> **Data records**:
━━━━━━━━━━

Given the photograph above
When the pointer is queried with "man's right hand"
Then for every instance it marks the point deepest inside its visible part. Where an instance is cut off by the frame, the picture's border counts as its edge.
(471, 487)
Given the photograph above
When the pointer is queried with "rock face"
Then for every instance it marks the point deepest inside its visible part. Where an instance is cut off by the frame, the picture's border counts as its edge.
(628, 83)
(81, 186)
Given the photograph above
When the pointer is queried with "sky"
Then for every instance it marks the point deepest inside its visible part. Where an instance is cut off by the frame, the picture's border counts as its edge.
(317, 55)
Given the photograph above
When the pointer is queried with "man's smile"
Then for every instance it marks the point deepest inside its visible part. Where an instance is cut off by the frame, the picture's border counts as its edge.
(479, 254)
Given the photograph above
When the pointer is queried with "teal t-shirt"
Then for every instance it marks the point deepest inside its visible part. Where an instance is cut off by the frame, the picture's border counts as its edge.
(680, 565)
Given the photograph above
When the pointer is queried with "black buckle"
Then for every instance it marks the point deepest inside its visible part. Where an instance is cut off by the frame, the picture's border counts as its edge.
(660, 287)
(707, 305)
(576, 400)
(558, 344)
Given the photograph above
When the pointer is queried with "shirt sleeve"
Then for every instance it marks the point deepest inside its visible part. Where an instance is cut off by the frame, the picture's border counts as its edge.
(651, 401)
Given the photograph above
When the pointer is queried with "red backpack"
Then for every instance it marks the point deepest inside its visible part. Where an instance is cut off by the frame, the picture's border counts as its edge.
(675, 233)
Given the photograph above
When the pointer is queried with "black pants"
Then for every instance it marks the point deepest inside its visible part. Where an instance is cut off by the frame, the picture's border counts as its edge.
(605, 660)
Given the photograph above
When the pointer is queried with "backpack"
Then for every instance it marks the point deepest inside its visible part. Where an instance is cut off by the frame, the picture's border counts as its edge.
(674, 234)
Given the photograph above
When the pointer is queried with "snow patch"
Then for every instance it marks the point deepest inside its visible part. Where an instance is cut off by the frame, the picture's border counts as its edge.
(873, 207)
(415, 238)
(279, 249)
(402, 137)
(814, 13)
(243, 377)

━━━━━━━━━━

> **WHAT THE EXERCISE ASKS**: Line by line, retype the records with no changes.

> **TASK RESPONSE**:
Given the photograph above
When the pointer is queried with "man's right hand"
Then for every instance it marks the point deepest inside its visible part. Where an instance is cut off by the frame, the picture's border counts as its edge.
(471, 487)
Given the photograph above
When the pointer is queried with "rock face"
Then for every instance it marks the point deepest inside its visible part. Where an instance is cut off by the frame, the picture's border counts as its edge.
(628, 83)
(81, 186)
Given the photograph above
When the pointer is queried with "sky"
Then for every instance it marks the point deepest inside its visible part. Where an instance is cut off by the frame, the picture's border counts as its edge.
(317, 55)
Given the photograph above
When the pointer is queried with "man's smile"
Then for every instance it marks the point deepest inside its visible part. Where an instance is cut off by the frame, the picture's border counts as its edge.
(479, 254)
Given the photograph above
When the pointer is queried with "teal t-shirt"
Then for every instance it marks the point deepest inside its visible part. Where an instance is cut off by the frame, the picture's border counts as its edge.
(680, 565)
Given the photograph above
When the pointer is queried with "black buckle"
Then for every instance it marks the point deepest inside its visible part. Where an instance is cut off by the frame, the picture's border counts as its edge.
(660, 287)
(707, 305)
(576, 400)
(558, 344)
Given the photograph above
When the pointer is queried with "shirt sleeve"
Then for every instance it marks the point deepest inside its visible part. Where an instance is cut off by the frame, the picture's border counts as its edge.
(651, 401)
Given the photograph above
When the pointer is queried with "red backpack"
Then for every instance it marks the point deepest inside its visible part. Where an instance is cut off by the frame, the picture's border counts as its edge.
(675, 233)
Given the photograph above
When the pointer is queried with "black pants"
Then for every instance it marks the point deepest inside its visible part. Where an instance is cut off by the frame, the picture's border counts as its edge.
(605, 660)
Given the photograph above
When the pointer is queried with "backpack"
Then for every instance it marks the point deepest inside its visible part. Where an instance is cut off by the frame, the picture's border counts as its edge.
(674, 234)
Given the photograph above
When the pointer is queried with "snow patch"
Then for every instance it marks the point deepest inside its visible part. Where an instance is cut off by the frame, the picture's border counts as its edge.
(873, 207)
(415, 238)
(279, 249)
(402, 137)
(814, 13)
(243, 377)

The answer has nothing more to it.